> [Dataset content]
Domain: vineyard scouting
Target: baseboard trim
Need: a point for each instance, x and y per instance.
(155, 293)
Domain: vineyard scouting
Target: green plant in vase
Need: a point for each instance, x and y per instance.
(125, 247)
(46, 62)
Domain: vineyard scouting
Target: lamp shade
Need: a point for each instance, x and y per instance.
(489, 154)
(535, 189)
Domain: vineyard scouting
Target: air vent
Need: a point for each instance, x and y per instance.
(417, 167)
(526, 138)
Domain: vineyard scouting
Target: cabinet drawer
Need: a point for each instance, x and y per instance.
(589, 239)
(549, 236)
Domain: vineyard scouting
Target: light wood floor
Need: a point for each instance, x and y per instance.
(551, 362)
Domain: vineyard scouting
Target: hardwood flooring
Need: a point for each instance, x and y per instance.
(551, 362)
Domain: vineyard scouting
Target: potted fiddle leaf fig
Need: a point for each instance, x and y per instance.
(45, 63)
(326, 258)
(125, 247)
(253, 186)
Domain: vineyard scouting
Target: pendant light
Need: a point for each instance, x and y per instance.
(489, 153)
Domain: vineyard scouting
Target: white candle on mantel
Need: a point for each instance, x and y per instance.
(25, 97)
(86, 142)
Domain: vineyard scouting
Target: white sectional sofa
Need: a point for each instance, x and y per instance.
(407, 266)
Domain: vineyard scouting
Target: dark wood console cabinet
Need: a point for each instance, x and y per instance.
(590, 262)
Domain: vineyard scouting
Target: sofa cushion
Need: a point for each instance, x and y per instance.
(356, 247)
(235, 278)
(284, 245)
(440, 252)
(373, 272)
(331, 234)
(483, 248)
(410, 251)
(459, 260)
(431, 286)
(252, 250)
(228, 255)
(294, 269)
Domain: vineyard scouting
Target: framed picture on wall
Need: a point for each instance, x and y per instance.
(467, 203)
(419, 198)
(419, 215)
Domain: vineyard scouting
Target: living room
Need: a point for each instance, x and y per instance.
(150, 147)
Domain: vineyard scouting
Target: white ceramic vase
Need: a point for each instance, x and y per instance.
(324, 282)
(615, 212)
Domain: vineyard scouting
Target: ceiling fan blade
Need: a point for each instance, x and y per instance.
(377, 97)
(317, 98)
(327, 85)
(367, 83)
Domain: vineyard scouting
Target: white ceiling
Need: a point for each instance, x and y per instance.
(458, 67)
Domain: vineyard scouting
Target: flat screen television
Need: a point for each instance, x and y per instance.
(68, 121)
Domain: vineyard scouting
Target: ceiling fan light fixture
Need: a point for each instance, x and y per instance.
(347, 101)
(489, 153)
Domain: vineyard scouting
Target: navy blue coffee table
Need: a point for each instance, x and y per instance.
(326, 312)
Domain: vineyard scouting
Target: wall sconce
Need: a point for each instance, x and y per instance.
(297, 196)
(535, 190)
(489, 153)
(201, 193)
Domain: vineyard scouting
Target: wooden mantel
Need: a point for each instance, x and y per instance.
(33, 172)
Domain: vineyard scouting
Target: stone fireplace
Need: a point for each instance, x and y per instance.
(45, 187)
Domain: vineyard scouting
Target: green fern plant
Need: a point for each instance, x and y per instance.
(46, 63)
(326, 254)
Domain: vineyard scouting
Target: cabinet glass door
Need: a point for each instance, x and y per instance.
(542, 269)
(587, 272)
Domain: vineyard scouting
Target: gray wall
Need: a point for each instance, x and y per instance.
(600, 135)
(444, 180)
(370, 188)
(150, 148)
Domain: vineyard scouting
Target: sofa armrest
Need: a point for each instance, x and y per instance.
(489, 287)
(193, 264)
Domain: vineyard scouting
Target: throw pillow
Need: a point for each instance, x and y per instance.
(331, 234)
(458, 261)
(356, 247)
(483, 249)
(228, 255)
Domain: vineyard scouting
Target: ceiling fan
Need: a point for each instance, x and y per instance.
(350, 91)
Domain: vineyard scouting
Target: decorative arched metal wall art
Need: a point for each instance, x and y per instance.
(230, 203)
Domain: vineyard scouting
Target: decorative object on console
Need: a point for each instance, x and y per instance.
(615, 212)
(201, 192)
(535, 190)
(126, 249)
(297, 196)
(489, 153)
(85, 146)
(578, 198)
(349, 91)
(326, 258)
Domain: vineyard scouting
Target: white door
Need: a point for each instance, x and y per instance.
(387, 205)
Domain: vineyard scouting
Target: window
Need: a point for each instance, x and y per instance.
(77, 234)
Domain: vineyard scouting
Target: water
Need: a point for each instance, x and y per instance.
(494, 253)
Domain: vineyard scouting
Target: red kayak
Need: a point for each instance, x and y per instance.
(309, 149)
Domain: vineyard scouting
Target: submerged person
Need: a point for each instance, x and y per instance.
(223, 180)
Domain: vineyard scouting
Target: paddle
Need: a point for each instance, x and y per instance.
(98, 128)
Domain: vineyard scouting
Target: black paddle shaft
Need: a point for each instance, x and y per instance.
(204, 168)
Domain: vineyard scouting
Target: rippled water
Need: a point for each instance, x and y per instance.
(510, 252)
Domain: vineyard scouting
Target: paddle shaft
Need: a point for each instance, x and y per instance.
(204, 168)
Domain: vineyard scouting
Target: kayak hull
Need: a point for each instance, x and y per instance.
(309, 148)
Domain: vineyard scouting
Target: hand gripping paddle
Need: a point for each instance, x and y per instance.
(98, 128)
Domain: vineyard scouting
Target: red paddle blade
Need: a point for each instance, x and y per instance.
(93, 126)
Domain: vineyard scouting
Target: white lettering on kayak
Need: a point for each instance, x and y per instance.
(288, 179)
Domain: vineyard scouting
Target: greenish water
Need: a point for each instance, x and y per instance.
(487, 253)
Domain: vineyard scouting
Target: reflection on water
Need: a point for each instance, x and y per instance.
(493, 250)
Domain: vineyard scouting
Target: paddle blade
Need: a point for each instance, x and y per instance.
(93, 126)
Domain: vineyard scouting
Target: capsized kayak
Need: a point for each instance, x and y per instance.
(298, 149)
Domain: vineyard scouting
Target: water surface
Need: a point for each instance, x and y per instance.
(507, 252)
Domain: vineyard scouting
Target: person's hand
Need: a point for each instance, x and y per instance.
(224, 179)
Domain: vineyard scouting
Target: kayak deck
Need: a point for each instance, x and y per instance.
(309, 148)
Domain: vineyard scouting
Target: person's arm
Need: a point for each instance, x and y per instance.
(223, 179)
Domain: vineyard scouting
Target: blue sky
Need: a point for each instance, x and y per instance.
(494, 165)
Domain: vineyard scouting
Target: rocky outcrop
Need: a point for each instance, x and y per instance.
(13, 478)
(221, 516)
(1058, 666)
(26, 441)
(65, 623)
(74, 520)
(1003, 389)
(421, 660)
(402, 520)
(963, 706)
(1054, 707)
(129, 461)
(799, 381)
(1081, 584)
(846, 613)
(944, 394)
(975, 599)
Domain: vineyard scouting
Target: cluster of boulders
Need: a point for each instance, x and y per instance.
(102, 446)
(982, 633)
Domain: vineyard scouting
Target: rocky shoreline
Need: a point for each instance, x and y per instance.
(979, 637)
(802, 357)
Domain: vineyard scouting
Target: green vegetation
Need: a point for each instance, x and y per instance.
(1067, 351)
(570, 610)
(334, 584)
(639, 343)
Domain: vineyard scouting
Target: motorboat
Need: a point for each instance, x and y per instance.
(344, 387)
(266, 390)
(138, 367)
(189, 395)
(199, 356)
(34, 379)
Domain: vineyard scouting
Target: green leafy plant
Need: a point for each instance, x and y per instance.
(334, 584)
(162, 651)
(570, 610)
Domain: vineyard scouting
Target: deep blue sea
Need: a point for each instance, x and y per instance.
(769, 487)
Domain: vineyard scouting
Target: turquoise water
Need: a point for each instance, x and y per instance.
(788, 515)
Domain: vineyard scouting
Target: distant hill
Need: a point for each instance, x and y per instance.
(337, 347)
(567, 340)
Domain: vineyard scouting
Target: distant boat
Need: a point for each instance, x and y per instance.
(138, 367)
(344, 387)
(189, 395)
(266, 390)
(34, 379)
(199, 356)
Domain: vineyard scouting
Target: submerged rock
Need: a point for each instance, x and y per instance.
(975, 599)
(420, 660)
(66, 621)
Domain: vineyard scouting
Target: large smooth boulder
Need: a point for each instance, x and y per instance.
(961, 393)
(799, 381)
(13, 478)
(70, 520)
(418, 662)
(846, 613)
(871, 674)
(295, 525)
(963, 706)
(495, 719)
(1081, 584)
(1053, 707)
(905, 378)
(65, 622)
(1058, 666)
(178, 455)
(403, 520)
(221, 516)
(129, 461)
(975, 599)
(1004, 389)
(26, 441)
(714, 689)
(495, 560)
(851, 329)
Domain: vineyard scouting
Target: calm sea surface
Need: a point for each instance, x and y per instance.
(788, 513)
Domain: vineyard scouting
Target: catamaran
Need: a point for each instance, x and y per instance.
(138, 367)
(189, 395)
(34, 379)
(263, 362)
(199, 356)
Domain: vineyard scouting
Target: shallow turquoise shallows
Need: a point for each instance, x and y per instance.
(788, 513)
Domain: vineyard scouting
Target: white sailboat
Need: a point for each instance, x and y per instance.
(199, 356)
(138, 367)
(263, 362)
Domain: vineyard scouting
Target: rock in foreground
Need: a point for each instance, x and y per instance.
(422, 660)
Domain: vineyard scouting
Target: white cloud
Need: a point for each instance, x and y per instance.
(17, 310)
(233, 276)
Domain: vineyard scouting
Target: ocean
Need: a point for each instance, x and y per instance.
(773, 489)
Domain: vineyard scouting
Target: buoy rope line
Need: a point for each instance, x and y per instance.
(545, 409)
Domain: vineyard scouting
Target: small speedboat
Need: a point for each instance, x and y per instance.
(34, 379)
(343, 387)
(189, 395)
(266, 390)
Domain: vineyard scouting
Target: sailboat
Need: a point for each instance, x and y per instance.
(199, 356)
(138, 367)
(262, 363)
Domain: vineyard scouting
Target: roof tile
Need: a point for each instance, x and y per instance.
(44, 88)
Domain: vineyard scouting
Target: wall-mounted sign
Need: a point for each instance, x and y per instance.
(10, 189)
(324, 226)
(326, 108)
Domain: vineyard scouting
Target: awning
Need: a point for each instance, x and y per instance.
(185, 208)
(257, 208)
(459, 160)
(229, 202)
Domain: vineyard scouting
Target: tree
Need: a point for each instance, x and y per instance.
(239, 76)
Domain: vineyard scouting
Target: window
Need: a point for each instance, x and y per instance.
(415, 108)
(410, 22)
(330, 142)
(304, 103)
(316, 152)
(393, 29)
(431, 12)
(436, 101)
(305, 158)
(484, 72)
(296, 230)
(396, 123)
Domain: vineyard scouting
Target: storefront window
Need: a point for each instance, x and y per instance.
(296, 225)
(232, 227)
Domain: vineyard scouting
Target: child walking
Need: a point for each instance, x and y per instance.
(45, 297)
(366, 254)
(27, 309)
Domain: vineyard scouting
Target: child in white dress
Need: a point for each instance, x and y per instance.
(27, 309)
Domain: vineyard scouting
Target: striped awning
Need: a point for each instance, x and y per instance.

> [Activity] Going through the records above, state how many lines include the word "water", and give no other text.

> [Reply to the exercise] 6